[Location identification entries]
□ □ □ □
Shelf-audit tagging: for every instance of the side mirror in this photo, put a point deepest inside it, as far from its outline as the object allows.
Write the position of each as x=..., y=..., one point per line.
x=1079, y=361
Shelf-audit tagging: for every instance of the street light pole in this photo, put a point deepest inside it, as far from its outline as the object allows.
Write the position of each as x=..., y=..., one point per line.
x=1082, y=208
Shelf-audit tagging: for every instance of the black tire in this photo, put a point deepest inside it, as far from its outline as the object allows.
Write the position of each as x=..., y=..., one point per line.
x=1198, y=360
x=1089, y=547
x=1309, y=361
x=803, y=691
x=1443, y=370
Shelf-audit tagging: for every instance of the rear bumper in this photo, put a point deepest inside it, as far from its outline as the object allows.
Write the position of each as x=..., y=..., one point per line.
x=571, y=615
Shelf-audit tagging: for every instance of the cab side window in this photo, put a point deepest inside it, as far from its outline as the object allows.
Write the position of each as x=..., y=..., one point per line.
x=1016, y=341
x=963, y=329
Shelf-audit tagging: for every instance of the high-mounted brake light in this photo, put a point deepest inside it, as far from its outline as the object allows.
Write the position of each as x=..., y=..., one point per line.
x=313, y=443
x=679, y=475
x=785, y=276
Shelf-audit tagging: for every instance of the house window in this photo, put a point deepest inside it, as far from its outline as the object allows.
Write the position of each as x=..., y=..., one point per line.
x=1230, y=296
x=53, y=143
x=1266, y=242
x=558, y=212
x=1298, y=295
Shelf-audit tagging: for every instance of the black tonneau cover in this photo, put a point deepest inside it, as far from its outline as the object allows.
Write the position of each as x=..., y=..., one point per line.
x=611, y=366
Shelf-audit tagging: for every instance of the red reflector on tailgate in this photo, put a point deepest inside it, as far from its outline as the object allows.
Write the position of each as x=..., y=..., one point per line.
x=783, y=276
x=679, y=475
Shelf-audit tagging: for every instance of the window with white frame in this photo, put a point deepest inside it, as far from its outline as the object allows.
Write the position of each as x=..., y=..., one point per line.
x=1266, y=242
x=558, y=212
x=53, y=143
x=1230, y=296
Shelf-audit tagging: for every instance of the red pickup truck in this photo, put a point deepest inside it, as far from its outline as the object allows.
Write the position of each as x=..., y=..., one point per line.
□ □ □ □
[STATED TASK] Write out the records word for word from their first line through the line that contains "x=1079, y=361", including that line.

[OUTPUT]
Shelf-audit tagging: for every instance of the side mirror in this photo, put a point deepest inside it, as far from its outline as the object allows.
Write the position of each as x=..., y=..., one point per line.
x=1079, y=361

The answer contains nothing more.